-- start --
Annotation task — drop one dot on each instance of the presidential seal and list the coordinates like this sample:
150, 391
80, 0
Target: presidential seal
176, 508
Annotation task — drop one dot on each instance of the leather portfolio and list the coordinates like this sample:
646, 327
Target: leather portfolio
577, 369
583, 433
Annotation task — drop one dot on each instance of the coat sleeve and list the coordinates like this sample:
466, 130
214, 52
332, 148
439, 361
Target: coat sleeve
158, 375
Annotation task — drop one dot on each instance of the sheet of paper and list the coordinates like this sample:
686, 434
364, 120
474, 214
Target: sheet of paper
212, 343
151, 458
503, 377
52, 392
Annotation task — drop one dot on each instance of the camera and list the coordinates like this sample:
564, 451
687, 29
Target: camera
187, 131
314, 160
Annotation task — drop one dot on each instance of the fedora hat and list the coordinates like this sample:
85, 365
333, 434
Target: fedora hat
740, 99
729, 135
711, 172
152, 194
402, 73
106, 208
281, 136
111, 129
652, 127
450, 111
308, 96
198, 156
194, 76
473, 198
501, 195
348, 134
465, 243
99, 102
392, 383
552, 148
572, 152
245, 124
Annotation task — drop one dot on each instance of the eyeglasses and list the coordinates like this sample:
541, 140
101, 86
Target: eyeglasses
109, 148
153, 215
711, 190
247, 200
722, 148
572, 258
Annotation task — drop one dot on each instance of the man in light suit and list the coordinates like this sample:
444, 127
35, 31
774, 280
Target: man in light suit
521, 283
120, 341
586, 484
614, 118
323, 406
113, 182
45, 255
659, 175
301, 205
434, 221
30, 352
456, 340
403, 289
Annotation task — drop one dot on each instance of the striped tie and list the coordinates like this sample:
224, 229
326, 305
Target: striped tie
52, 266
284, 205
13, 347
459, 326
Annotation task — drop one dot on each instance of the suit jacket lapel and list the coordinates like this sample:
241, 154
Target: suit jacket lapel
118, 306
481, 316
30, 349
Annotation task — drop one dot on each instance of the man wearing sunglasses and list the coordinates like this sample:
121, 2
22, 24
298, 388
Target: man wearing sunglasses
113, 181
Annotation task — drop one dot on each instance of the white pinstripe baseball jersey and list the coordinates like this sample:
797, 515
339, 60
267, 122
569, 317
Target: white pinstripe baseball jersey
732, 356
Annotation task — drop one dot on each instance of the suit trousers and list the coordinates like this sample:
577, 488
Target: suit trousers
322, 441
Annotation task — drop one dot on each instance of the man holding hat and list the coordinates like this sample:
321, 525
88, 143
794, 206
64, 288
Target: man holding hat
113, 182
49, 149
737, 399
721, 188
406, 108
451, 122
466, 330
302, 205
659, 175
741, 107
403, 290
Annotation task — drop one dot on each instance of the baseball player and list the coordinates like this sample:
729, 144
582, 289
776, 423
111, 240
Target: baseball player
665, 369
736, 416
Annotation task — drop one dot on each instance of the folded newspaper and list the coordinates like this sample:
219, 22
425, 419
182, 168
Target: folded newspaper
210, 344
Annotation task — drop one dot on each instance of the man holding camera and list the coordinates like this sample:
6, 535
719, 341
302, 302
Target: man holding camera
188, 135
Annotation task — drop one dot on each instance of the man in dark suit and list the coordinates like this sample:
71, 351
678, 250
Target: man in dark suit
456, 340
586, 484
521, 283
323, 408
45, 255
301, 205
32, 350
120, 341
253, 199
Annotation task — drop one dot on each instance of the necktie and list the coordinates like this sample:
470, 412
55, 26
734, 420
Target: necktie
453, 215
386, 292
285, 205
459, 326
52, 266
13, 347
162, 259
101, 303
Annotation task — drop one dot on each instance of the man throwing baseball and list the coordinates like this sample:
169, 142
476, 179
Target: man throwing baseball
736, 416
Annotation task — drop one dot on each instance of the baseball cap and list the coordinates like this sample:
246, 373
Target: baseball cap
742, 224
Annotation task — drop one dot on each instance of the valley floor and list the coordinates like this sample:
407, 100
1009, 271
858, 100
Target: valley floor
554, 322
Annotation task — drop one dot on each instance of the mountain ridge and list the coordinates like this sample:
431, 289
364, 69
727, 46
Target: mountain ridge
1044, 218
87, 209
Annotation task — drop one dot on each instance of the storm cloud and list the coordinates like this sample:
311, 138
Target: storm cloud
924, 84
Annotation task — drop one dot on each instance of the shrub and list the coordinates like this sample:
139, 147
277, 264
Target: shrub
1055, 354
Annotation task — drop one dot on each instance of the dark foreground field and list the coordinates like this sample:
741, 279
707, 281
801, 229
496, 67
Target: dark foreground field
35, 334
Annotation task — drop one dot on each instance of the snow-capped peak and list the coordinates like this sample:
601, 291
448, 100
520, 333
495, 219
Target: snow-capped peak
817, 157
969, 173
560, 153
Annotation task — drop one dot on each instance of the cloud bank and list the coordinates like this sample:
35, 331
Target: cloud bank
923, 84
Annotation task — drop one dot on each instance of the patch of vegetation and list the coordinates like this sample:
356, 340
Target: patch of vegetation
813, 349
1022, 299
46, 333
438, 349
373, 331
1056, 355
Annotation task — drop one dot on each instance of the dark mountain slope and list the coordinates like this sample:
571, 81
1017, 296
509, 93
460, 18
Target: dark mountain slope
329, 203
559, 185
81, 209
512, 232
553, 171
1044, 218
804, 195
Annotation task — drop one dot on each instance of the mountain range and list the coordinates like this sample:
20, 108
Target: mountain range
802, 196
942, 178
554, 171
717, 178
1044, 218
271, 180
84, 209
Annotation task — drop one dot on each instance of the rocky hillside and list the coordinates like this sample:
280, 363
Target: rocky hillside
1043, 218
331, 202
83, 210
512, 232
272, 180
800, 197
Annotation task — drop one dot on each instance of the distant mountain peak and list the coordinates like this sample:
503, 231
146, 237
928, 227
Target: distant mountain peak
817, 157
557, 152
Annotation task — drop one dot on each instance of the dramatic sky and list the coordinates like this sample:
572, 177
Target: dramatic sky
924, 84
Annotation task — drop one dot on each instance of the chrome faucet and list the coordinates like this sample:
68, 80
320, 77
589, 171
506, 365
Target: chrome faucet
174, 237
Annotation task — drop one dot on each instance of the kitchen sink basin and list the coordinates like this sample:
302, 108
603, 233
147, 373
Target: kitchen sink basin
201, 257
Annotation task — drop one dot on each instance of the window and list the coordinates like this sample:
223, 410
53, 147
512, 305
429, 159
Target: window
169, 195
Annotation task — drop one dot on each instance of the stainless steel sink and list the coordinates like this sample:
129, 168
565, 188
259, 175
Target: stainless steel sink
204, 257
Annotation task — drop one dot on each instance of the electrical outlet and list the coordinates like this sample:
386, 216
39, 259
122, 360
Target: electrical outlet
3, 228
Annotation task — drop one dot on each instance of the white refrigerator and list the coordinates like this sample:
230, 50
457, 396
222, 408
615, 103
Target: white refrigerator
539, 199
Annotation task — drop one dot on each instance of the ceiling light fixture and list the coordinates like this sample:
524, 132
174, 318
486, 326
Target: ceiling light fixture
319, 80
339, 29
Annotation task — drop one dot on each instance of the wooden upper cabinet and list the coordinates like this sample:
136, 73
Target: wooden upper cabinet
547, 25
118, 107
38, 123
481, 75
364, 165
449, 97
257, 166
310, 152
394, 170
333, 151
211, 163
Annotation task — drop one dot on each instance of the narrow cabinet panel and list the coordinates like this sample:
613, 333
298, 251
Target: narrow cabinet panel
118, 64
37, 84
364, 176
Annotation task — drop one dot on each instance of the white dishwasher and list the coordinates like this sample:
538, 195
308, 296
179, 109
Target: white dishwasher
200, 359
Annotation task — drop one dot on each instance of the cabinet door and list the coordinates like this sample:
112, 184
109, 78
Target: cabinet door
-- end --
▶ **PROMPT**
From the "of the ceiling" line to the close of the listing, restate each line word for word.

▶ **ANSWER IN FULL**
Annotation task — drop one dot on each instance of the ceiling light fixture and list the coordinates like this sample:
524, 132
174, 318
486, 326
Target: ceiling light fixture
319, 80
339, 29
Annotation task — drop one dot on each instance of the wooden upper cabinet and list the coordinates like this sample:
136, 73
Target: wooden upper cabinet
547, 25
118, 107
38, 123
481, 75
364, 165
449, 97
257, 166
310, 152
394, 170
333, 151
211, 163
Annotation task — drop one dot on each instance of the narrow cabinet panel and list the coordinates like this sample:
613, 333
298, 251
Target: narrow cabinet panel
118, 64
37, 84
364, 176
Annotation task — drop one dot on each instance of the white dishwasher and list the coordinates like this sample:
538, 195
308, 296
179, 109
Target: white dishwasher
200, 359
Annotation task — drop one dot on each instance of the cabinet door and list the coordinates like this sample:
112, 184
109, 78
Target: cabinet door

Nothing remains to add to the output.